*Task to complete:* Return nothing except the lines from the one that contains "negative clicks: (152, 135)" through the end of the material below, each exactly as given.

*Dataset content:*
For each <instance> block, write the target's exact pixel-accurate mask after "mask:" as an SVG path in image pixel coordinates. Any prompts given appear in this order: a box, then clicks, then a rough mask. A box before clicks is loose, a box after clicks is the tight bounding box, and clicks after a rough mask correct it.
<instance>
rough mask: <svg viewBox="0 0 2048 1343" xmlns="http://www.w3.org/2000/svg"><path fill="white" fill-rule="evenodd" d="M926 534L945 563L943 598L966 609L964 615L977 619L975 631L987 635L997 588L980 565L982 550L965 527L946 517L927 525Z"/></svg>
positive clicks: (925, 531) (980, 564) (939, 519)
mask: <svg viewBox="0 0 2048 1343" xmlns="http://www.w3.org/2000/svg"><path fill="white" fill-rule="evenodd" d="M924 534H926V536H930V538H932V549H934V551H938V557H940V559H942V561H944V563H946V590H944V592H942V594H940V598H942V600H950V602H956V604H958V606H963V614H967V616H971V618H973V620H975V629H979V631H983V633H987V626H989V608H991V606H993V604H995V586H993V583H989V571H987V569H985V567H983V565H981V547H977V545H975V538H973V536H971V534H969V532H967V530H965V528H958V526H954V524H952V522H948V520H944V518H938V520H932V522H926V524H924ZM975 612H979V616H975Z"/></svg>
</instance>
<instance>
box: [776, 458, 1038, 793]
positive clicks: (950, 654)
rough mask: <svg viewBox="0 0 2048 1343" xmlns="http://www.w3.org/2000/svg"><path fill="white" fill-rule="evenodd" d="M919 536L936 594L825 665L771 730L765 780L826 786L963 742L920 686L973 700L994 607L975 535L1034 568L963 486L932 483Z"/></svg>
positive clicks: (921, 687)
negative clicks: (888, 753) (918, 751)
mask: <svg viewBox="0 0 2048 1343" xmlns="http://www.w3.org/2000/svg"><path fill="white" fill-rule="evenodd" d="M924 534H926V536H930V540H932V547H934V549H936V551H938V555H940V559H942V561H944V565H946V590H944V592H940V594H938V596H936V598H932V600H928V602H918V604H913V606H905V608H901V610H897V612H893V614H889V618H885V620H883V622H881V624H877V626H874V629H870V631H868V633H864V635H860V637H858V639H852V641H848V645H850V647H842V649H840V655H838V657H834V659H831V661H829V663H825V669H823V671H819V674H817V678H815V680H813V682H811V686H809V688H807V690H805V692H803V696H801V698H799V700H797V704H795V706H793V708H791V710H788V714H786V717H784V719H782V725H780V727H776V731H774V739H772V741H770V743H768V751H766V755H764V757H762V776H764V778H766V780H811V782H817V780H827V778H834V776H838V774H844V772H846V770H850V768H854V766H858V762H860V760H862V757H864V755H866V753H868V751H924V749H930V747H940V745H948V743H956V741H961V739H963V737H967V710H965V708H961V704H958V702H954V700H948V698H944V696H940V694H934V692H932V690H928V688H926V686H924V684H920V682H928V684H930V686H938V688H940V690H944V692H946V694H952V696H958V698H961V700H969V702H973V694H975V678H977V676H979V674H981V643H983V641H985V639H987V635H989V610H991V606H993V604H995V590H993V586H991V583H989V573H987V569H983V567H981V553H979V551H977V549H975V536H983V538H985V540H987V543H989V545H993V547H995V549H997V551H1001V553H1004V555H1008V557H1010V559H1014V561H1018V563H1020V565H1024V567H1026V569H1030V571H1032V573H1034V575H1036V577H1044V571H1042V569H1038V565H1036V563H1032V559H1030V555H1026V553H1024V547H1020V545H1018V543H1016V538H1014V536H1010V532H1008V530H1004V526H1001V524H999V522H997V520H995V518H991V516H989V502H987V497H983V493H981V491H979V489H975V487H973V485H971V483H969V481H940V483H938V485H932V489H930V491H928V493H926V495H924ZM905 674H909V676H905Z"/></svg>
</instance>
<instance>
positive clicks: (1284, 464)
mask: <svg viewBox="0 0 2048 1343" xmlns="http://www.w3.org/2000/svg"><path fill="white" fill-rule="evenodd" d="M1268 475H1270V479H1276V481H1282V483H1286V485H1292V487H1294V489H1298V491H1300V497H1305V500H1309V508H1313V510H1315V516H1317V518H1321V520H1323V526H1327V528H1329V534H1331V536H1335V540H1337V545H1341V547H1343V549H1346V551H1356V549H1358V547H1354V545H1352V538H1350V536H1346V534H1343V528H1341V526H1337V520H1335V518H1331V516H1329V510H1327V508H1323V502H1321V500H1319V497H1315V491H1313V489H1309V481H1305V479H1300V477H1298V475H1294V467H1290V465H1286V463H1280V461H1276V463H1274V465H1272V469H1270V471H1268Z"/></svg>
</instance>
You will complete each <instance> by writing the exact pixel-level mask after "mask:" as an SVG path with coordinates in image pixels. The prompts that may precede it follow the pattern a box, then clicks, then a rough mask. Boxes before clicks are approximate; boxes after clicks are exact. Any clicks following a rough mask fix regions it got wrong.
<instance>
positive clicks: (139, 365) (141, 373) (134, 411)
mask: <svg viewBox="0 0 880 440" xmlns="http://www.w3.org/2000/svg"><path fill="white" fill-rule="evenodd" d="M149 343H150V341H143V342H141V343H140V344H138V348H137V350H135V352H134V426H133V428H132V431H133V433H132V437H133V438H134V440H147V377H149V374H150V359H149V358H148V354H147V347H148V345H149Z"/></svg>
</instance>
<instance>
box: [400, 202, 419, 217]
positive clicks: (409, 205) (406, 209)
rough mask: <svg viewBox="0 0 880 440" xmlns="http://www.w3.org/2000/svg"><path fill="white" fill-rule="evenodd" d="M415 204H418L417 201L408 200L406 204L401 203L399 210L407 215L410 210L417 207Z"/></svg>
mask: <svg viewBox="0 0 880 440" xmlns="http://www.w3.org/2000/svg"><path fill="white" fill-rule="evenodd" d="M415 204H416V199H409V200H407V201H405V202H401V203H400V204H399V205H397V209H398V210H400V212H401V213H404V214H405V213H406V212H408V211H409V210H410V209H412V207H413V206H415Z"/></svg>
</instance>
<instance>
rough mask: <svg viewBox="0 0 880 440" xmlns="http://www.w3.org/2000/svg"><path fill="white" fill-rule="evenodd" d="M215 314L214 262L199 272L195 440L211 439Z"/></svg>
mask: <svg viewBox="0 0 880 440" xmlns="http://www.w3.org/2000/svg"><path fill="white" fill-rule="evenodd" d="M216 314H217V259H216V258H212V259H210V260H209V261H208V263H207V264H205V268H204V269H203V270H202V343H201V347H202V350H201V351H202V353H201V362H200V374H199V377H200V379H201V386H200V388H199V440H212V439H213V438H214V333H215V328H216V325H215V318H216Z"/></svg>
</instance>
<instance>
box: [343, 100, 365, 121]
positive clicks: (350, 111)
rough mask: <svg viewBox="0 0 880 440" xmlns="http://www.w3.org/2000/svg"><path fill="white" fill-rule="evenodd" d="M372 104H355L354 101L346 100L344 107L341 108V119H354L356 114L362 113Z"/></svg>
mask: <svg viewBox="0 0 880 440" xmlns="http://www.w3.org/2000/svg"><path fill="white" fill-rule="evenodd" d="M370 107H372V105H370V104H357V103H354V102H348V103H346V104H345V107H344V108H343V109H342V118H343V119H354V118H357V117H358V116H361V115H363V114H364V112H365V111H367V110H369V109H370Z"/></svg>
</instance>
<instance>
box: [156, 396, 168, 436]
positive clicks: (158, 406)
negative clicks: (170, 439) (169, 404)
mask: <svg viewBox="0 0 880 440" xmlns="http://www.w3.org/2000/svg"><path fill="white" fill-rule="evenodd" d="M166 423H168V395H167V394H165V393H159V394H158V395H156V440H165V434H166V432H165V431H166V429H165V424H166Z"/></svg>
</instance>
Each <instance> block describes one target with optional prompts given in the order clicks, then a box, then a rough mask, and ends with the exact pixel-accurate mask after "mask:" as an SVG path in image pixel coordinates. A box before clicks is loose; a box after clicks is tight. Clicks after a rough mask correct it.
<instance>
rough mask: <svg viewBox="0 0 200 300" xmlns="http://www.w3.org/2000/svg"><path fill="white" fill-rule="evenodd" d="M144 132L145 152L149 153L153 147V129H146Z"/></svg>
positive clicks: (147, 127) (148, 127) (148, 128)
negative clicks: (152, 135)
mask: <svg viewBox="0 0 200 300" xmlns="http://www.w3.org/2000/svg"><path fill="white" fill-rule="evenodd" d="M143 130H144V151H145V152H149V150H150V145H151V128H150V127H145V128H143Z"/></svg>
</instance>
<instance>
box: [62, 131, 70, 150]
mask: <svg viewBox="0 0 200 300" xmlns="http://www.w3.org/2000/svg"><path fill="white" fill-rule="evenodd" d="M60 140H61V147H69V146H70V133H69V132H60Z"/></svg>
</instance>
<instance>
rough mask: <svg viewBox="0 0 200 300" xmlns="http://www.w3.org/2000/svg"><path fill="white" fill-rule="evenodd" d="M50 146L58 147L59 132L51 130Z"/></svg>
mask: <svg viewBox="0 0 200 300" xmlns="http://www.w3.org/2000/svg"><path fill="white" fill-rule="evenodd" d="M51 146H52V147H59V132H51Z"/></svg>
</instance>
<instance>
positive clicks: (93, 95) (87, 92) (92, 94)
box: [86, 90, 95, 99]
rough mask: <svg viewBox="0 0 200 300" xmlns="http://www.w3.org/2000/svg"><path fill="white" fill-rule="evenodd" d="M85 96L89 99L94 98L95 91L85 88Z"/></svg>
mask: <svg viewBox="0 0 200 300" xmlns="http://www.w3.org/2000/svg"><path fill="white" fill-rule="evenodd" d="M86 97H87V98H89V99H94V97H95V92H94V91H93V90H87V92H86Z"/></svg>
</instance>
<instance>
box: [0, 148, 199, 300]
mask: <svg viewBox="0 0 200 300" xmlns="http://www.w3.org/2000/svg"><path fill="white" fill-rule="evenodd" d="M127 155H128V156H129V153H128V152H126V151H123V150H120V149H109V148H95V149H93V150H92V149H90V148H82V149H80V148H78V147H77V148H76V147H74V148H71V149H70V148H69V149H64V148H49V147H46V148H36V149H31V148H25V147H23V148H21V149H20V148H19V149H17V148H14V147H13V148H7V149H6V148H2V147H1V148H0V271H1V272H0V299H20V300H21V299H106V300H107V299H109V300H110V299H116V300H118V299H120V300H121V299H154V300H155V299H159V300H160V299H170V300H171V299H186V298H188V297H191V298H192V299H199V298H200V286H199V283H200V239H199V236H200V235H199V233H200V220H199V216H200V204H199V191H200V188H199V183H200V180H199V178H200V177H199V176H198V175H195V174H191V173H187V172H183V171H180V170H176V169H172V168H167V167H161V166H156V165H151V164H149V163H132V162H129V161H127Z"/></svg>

*Exercise output:*
negative clicks: (152, 135)
mask: <svg viewBox="0 0 200 300" xmlns="http://www.w3.org/2000/svg"><path fill="white" fill-rule="evenodd" d="M143 130H144V151H145V152H149V150H150V145H151V128H150V127H145V128H143Z"/></svg>
</instance>
<instance>
box: [62, 131, 70, 150]
mask: <svg viewBox="0 0 200 300" xmlns="http://www.w3.org/2000/svg"><path fill="white" fill-rule="evenodd" d="M60 140H61V147H69V146H70V133H69V132H60Z"/></svg>
</instance>
<instance>
rough mask: <svg viewBox="0 0 200 300" xmlns="http://www.w3.org/2000/svg"><path fill="white" fill-rule="evenodd" d="M50 146L58 147L59 132L51 130Z"/></svg>
mask: <svg viewBox="0 0 200 300" xmlns="http://www.w3.org/2000/svg"><path fill="white" fill-rule="evenodd" d="M51 146H52V147H59V132H51Z"/></svg>
</instance>
<instance>
positive clicks: (93, 95) (87, 92) (92, 94)
box: [86, 90, 95, 99]
rough mask: <svg viewBox="0 0 200 300" xmlns="http://www.w3.org/2000/svg"><path fill="white" fill-rule="evenodd" d="M85 96L89 99L94 98L95 91L85 88Z"/></svg>
mask: <svg viewBox="0 0 200 300" xmlns="http://www.w3.org/2000/svg"><path fill="white" fill-rule="evenodd" d="M86 97H87V98H89V99H94V97H95V92H94V91H93V90H87V92H86Z"/></svg>
</instance>
<instance>
box: [0, 148, 199, 300]
mask: <svg viewBox="0 0 200 300" xmlns="http://www.w3.org/2000/svg"><path fill="white" fill-rule="evenodd" d="M127 155H128V156H129V153H128V152H126V151H123V150H120V149H109V148H95V149H93V150H92V149H90V148H82V149H80V148H78V147H77V148H76V147H74V148H71V149H70V148H69V149H64V148H49V147H46V148H36V149H31V148H25V147H23V148H21V149H20V148H19V149H17V148H14V147H13V148H7V149H6V148H2V147H1V148H0V271H1V272H0V299H20V300H21V299H106V300H107V299H109V300H110V299H116V300H118V299H120V300H121V299H154V300H155V299H159V300H160V299H170V300H171V299H186V298H188V297H191V298H192V299H199V298H200V286H199V283H200V239H199V236H200V235H199V233H200V220H199V216H200V204H199V191H200V188H199V183H200V180H199V178H200V177H199V176H198V175H195V174H191V173H187V172H183V171H180V170H176V169H172V168H167V167H161V166H156V165H151V164H149V163H132V162H129V161H127Z"/></svg>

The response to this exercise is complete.